Task requirements :: After finding the line that includes "of the domed" in the records below, transcribe it and each line after it through the last, exactly, and add nothing.

Records for the exercise ::
-- Opening Marker --

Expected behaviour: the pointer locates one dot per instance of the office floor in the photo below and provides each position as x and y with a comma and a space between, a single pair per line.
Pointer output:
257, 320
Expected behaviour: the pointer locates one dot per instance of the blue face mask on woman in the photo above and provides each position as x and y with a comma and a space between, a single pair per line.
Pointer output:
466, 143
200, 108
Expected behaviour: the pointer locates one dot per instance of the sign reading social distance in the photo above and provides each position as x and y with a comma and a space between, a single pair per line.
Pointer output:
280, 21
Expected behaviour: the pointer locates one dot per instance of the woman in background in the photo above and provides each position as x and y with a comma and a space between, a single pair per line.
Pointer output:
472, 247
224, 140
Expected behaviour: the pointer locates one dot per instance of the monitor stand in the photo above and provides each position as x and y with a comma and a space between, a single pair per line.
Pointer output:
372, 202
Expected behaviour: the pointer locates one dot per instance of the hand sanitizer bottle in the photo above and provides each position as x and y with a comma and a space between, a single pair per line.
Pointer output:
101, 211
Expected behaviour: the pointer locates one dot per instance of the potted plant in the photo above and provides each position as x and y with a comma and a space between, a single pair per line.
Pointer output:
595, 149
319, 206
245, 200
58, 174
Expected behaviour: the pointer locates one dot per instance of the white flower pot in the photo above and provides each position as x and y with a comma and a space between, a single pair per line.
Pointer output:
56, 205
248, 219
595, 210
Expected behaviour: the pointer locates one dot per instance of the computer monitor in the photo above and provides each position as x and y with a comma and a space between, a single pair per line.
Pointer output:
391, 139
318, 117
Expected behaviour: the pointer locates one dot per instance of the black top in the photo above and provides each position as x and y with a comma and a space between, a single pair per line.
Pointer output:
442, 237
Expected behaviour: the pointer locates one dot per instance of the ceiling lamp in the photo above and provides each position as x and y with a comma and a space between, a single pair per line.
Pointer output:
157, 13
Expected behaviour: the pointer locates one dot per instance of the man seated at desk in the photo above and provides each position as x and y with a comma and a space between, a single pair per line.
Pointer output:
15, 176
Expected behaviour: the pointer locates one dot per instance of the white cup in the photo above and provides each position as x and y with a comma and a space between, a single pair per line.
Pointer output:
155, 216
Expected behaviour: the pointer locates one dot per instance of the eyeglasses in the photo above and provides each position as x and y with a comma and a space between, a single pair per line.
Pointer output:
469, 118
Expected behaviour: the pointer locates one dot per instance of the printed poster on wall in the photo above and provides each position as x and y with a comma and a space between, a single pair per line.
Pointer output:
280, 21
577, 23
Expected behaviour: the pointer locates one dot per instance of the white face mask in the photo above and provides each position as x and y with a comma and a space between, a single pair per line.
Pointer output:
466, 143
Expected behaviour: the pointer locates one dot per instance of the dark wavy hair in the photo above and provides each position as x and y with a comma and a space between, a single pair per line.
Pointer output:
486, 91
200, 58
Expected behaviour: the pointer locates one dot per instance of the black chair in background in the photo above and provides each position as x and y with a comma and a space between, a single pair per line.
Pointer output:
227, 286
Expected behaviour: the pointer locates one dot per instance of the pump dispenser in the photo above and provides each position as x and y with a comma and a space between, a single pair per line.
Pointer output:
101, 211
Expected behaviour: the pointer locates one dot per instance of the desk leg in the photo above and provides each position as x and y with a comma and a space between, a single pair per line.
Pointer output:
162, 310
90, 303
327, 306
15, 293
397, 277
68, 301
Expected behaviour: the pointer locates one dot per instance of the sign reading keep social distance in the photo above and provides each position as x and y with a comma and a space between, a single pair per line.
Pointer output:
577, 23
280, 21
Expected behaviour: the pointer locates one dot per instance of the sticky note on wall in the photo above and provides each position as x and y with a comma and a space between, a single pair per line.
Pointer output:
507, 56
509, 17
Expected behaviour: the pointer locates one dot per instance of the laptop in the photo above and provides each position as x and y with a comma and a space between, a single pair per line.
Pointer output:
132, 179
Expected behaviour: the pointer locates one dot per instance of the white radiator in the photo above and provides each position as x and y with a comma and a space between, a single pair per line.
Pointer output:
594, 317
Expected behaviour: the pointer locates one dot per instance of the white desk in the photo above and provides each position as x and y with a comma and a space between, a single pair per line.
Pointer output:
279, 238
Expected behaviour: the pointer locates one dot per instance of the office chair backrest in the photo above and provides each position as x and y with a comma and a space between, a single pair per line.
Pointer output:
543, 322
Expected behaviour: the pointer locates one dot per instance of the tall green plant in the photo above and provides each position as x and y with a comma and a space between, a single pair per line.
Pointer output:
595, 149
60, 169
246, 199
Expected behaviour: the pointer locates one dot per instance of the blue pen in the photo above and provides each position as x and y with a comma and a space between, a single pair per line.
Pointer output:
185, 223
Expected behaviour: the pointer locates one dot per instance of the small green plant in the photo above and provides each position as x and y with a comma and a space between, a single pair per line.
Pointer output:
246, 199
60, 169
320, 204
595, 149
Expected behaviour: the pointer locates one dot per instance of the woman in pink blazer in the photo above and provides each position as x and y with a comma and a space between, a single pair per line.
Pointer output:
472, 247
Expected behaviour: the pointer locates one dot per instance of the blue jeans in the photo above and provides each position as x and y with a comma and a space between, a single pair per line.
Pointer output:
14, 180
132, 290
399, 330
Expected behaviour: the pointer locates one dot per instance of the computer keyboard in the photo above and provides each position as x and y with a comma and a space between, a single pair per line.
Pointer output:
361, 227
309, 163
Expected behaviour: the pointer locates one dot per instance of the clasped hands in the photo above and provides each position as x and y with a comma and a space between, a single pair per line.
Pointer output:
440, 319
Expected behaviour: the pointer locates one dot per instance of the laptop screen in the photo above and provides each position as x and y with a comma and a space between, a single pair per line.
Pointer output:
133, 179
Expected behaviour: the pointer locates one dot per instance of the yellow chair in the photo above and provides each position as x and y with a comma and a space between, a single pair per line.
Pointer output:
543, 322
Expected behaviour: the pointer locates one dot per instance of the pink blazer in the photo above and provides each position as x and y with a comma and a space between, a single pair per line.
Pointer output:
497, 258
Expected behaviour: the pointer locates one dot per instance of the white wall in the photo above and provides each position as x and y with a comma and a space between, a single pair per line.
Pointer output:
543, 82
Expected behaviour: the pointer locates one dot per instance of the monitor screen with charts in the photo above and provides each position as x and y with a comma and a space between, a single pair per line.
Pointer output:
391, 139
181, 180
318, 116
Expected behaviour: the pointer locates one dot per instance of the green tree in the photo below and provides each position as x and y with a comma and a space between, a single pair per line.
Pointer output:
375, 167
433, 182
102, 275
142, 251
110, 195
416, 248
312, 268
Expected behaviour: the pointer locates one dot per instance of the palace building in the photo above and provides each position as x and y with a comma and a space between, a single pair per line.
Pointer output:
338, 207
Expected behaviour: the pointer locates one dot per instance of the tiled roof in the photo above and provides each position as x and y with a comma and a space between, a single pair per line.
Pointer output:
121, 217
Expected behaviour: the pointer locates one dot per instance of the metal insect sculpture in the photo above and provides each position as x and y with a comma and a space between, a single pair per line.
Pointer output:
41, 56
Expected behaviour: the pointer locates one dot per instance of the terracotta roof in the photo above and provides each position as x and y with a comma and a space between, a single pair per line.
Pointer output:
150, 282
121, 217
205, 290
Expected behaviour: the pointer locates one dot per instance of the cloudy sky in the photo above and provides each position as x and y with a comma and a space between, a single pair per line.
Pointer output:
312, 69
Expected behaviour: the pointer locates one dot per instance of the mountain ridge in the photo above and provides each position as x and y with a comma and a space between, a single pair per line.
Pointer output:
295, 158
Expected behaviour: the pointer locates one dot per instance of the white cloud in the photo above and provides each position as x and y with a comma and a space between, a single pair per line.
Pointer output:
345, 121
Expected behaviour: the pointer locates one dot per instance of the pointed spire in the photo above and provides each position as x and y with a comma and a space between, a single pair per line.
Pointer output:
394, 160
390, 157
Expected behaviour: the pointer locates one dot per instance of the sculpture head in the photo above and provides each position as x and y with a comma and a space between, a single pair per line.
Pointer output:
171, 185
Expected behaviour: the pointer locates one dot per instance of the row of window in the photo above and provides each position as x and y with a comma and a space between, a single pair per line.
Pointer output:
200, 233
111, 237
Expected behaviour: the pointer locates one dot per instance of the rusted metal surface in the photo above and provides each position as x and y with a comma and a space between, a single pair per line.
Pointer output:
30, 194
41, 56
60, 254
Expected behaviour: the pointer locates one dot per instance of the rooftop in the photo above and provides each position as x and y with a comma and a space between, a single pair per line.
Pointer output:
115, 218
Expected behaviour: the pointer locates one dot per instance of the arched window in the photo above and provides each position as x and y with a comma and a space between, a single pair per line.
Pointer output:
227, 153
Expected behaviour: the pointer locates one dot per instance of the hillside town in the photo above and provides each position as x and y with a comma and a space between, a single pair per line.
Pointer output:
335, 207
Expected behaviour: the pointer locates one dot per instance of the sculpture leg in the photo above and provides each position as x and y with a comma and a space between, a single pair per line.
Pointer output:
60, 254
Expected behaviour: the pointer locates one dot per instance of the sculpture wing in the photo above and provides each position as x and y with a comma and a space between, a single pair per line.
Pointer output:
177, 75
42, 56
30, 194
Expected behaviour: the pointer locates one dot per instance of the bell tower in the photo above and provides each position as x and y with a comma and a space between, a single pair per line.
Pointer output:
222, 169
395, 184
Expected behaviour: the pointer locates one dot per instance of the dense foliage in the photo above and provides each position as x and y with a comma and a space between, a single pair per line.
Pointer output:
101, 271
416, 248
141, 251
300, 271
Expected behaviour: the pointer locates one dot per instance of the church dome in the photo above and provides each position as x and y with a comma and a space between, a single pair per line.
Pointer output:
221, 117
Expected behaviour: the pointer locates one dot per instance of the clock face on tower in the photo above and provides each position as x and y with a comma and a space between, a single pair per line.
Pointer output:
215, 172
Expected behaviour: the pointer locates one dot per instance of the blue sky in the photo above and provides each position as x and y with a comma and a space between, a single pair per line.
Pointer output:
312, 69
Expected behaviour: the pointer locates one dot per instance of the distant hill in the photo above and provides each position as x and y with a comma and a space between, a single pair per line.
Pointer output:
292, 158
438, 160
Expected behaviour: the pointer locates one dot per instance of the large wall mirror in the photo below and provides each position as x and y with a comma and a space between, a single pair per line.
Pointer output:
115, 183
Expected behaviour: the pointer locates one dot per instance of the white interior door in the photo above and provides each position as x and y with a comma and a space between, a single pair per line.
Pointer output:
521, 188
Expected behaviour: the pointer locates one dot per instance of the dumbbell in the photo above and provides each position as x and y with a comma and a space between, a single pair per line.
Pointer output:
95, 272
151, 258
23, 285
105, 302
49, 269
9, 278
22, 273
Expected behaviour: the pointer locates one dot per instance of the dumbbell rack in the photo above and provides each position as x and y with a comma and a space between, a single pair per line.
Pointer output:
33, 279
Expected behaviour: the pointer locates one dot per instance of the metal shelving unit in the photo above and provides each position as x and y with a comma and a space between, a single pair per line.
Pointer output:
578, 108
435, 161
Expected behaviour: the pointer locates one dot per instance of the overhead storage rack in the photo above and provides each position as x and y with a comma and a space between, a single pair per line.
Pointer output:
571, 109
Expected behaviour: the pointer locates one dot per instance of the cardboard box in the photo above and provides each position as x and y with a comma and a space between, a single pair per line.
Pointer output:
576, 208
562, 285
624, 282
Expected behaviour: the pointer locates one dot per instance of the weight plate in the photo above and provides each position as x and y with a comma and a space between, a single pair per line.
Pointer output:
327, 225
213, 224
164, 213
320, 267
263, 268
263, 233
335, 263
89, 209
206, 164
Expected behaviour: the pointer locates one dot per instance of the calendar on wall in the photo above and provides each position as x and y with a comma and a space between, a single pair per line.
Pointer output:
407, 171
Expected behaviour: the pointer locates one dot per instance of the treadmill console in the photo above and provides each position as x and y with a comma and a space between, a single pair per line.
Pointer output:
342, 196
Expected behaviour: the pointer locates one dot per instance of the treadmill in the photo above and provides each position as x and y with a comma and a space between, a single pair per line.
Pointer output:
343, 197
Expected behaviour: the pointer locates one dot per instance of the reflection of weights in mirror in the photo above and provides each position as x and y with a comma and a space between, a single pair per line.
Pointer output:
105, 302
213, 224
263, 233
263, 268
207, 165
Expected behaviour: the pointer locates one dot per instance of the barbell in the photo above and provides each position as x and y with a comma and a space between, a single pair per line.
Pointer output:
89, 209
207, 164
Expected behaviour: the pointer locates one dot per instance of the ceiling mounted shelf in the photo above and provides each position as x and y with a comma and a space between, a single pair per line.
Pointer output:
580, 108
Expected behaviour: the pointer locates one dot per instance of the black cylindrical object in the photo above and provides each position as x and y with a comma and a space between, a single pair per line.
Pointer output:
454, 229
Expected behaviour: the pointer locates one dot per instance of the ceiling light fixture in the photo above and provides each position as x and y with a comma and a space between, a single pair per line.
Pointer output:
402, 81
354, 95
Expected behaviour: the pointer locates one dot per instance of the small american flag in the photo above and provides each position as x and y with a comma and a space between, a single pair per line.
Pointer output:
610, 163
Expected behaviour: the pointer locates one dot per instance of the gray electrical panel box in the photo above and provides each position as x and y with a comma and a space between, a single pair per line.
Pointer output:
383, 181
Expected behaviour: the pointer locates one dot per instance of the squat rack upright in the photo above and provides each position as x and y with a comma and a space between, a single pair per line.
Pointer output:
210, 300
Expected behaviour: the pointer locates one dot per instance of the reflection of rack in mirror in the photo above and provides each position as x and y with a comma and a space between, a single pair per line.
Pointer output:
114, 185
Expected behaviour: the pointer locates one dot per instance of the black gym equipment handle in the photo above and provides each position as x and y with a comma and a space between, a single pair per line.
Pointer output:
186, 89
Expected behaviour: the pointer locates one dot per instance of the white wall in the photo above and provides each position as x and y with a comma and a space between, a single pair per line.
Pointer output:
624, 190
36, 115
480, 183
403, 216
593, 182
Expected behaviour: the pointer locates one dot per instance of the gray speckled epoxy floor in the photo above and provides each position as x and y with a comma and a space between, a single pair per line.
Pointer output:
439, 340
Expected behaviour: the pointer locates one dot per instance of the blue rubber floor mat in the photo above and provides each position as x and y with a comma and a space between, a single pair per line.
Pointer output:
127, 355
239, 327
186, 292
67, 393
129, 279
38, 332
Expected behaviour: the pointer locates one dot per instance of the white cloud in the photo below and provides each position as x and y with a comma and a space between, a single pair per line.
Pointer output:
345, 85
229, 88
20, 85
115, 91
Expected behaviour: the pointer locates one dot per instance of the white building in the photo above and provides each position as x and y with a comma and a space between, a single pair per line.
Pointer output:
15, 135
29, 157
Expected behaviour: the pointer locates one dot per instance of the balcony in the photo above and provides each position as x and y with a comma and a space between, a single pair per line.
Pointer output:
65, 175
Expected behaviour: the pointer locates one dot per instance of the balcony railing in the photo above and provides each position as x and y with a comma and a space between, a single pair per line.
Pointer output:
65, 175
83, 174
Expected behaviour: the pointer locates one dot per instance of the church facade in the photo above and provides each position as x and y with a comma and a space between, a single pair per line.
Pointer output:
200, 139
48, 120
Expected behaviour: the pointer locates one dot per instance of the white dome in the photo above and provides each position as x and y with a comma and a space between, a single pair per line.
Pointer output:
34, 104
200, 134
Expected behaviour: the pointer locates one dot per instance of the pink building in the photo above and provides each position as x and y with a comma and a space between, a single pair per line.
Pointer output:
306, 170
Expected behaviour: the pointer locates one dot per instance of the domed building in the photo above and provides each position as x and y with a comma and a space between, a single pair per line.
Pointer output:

-- Closing Marker --

Response box ::
Expected behaviour: the pointer locates one dot per instance of the domed building in the photo above and provides each position as x and y with a comma and a space between, a single pair per line.
Pointer output:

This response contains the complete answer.